(Extracted data entries)
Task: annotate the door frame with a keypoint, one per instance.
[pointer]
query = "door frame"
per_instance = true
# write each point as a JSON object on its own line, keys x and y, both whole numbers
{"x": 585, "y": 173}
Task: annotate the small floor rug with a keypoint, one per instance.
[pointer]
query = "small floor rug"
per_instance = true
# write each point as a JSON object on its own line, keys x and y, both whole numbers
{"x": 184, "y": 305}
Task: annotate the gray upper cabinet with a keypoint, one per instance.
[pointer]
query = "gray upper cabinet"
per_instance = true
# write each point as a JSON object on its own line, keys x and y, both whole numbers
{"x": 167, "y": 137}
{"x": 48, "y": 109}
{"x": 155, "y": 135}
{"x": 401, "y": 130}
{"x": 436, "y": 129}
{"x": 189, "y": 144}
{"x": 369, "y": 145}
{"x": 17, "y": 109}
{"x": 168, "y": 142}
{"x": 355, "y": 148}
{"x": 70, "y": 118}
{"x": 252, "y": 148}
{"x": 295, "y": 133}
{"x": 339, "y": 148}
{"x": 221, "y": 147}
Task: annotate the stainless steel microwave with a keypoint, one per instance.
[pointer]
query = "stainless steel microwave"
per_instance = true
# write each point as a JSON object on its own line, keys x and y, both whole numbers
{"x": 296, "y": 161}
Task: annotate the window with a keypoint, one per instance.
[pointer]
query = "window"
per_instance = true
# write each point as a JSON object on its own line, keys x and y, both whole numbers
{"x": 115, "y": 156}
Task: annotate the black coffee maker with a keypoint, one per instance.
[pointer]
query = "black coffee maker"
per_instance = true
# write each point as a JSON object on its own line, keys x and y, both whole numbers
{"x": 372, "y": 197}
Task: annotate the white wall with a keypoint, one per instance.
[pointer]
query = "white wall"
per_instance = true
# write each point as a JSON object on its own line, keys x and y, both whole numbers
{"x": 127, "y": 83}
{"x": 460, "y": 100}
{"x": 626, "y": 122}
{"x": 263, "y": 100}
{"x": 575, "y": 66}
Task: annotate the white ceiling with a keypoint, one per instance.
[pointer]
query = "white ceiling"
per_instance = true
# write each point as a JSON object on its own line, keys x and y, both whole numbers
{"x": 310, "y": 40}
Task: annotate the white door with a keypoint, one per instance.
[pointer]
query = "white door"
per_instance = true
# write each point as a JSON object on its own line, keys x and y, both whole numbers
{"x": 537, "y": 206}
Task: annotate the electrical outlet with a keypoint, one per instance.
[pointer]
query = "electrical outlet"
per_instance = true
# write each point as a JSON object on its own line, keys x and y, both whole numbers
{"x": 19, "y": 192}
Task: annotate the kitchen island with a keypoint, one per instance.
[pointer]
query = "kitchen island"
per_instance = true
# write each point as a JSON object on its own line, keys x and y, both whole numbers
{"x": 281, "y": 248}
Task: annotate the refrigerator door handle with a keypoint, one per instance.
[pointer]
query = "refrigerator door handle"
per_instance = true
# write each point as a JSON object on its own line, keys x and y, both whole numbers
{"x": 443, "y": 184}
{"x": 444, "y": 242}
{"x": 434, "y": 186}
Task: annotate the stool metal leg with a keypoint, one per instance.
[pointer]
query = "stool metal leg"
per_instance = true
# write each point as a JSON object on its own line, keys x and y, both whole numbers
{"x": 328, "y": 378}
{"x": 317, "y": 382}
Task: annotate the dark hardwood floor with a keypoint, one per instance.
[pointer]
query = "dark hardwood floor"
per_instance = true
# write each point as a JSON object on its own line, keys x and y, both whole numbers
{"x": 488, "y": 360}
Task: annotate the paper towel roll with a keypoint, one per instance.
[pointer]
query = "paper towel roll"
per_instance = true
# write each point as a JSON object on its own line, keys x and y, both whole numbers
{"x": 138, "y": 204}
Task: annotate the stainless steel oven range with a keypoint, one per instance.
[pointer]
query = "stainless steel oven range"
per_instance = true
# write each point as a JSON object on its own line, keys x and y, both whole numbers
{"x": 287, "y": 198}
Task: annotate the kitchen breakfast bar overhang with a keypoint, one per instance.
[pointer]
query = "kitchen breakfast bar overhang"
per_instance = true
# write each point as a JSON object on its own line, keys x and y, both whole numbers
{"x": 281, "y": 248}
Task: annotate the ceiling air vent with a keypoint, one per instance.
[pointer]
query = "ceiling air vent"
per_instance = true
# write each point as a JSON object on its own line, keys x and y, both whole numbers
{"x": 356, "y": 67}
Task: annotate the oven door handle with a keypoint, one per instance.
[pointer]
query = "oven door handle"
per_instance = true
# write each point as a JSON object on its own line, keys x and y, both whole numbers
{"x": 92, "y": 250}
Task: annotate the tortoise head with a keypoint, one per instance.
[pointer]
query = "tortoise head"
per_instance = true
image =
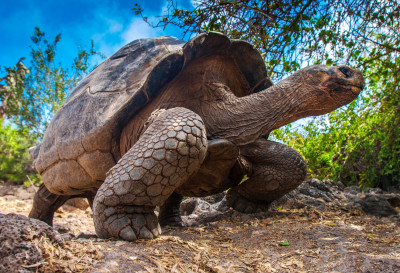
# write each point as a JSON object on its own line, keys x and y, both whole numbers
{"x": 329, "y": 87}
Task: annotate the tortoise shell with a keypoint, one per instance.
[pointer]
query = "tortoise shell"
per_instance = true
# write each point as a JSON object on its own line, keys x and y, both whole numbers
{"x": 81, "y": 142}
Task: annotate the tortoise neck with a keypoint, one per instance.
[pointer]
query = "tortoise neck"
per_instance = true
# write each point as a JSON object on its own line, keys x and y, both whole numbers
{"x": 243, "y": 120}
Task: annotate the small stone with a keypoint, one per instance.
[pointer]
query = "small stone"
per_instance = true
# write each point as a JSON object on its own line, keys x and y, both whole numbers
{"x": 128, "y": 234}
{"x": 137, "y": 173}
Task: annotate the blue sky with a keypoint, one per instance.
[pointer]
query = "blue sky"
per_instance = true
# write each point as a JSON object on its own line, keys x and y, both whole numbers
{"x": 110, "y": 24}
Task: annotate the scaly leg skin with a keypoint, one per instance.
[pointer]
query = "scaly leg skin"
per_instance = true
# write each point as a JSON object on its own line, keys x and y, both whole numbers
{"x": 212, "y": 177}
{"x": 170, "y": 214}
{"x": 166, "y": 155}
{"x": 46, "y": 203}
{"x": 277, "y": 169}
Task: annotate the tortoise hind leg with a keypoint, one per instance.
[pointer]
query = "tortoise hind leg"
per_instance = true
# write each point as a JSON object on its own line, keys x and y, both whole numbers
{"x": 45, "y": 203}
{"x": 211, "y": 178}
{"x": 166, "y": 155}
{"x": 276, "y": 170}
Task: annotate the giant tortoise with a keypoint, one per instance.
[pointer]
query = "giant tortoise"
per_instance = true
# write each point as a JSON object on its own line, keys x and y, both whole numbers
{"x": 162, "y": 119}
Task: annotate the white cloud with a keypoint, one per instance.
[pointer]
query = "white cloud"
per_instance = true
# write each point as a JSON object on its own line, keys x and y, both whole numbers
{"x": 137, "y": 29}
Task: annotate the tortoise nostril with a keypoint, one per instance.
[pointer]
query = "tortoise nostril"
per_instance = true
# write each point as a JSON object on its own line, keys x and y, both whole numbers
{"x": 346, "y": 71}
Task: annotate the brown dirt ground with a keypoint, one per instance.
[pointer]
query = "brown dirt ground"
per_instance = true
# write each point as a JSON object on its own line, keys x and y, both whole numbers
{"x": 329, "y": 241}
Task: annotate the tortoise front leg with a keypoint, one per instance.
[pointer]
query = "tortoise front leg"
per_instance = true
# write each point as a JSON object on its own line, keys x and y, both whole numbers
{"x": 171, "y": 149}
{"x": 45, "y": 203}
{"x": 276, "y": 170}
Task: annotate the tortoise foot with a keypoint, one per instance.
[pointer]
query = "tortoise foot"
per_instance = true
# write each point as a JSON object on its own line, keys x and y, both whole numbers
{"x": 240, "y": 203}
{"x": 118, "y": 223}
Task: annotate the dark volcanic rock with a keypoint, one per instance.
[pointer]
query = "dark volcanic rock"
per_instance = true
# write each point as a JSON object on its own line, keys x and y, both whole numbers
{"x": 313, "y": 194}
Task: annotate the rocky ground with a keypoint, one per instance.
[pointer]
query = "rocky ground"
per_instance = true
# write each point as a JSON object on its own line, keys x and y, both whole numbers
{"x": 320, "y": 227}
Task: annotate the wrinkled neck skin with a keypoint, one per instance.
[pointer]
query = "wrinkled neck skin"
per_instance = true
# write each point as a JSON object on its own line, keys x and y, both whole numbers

EXERCISE PROMPT:
Scan the records above. Return every line with "brown" in it.

EXERCISE OUTPUT:
Task: annotate the brown dirt ground with a keypoint, one per instance.
query = "brown dirt ground"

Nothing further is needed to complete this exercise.